Task details: Would you return all of this data exactly, leaving nothing out?

Records supplied:
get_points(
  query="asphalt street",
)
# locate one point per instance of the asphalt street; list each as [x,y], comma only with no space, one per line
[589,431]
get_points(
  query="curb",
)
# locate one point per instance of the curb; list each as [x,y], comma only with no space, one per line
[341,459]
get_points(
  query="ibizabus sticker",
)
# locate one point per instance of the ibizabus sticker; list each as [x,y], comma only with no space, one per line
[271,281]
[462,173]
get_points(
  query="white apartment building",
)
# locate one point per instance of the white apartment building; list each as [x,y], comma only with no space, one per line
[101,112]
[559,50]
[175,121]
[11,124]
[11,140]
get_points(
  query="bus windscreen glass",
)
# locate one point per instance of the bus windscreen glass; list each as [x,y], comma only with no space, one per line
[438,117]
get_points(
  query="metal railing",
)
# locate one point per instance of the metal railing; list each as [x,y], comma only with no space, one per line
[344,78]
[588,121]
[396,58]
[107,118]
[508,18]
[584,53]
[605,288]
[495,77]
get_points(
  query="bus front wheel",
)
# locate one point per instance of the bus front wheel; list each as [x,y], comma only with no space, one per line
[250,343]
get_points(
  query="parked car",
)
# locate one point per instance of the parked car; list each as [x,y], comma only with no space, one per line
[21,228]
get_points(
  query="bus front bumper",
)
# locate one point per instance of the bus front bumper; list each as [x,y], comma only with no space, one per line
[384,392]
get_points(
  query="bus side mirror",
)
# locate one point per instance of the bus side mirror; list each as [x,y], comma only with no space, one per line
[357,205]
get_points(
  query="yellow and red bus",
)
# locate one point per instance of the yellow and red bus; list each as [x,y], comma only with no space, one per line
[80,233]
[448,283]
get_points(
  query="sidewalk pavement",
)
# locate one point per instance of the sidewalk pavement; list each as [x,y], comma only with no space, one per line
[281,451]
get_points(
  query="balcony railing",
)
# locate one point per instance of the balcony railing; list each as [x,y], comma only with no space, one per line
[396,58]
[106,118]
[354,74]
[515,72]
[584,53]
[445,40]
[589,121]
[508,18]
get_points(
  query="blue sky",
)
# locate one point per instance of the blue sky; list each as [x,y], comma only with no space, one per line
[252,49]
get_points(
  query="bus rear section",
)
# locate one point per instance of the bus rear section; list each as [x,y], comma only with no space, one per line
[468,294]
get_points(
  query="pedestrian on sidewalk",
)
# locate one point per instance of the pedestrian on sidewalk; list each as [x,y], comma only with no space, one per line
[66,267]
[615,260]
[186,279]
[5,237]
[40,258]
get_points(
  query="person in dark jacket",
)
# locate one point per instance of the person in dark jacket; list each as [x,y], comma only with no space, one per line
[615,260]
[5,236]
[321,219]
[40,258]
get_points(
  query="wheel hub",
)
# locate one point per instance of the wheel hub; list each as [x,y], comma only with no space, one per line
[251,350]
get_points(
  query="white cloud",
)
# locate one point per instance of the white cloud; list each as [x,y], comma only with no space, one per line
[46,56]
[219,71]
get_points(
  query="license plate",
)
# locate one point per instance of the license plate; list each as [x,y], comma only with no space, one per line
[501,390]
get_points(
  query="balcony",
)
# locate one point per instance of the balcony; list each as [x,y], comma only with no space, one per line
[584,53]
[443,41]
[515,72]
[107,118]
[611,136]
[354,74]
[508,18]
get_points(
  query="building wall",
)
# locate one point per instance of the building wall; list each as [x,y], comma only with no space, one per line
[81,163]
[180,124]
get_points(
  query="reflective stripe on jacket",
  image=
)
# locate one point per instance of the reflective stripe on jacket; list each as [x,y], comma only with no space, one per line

Result:
get_points(
  query="asphalt street",
)
# locate one point per instance of the asphalt street; list each as [x,y], comma only with no space, one per line
[589,431]
get_points(
  query="curb",
)
# locate one point per instance of the curb; list each as [x,y], comma only with no space, one per line
[341,459]
get_points(
  query="ibizabus sticker",
)
# locate one point per instance of the ibizabus sticker; list each as [x,y], comma only with no space, one per line
[271,281]
[462,173]
get_points(
  query="white apartment building",
)
# locate one point per instance of the white apartment building; list each as [x,y], comma only with no space, one per line
[101,112]
[559,50]
[175,121]
[11,124]
[11,140]
get_points(
  query="bus windscreen glass",
)
# locate one point per instance of the bus windscreen glass; list each as [x,y], comma only with no space, one per line
[438,117]
get_points(
  query="metal railing",
)
# locate one point per instance of the metal railing; list each as [x,y], comma only with no space, one per line
[344,78]
[588,121]
[396,58]
[107,118]
[508,18]
[584,53]
[605,288]
[495,77]
get_points(
  query="bus front wheel",
)
# locate one point per instance of the bus front wheel; list each as [x,y], comma only with no space, one per line
[250,343]
get_points(
  query="parked car",
)
# locate one point per instance of the parked car; list each as [x,y], comma only with no space, one per line
[21,228]
get_points(
  query="bus front bumper",
)
# locate one point per instance of the bus front bumper; list each as [x,y], comma only with no space, one per line
[384,392]
get_points(
  query="bus side mirror",
)
# locate one point per instance of the bus side mirror; list each as [x,y], comma only with no space, one per line
[357,205]
get_points(
  query="yellow and red bus",
)
# locate one point per instance of the yellow and red bus; list each as [x,y], comma only with no space, one per line
[80,233]
[448,283]
get_points(
  query="sidewalk pavement",
)
# locate one point per instance of the sidewalk pavement; list each as [x,y], comma only with no space, one per line
[281,451]
get_points(
  query="balcony railing",
)
# locate one point per instance of the balcony railing; list each as [x,y], comma only with no space, one per line
[396,58]
[106,118]
[354,74]
[515,72]
[584,53]
[445,40]
[589,121]
[508,18]
get_points(
  query="blue sky",
)
# locate one point per instance of the blue sky; list each as [x,y], comma only with no space, one per line
[252,49]
get_points(
  query="bus rear section",
)
# locate one point per instance of the bus rear section; list each as [x,y], comma only with no space, one per line
[468,294]
get_points(
  query="pedestrian on sidewalk",
)
# locate one point per instance of the pedestrian on sidewalk; list each as [x,y], comma only with no space, one per line
[66,267]
[615,260]
[186,279]
[5,237]
[40,258]
get_points(
  query="person in dark jacket",
)
# locate one point per instance of the person in dark jacket; list each as [x,y], comma only with no space, one per line
[615,260]
[5,236]
[321,219]
[40,258]
get_points(
  query="wheel hub",
)
# locate one point per instance of the wheel hub; list each as [x,y], comma only with no space, one per line
[251,350]
get_points(
  query="white cloud",
)
# locate one point per instance of the white cloud; list each as [x,y], comma only with no space, one per line
[46,56]
[219,71]
get_points(
  query="license plate",
)
# locate one point per instance of the license plate; list each as [x,y], comma only with no space, one per line
[501,390]
get_points(
  query="balcony",
)
# locate one point per instance of the balcony; list each as [x,y], comma only with no space, one per line
[584,53]
[443,41]
[515,72]
[107,118]
[611,136]
[354,74]
[508,18]
get_points(
  query="building wall",
)
# locate one point per instance of the building wall; list each as [x,y], comma only with no space, one per line
[81,163]
[180,124]
get_points(
  query="reflective stripe on jacket",
  image=
)
# locate one point per instance of the reflective stripe on jacket; list each as [x,y], comma only with no space, one per line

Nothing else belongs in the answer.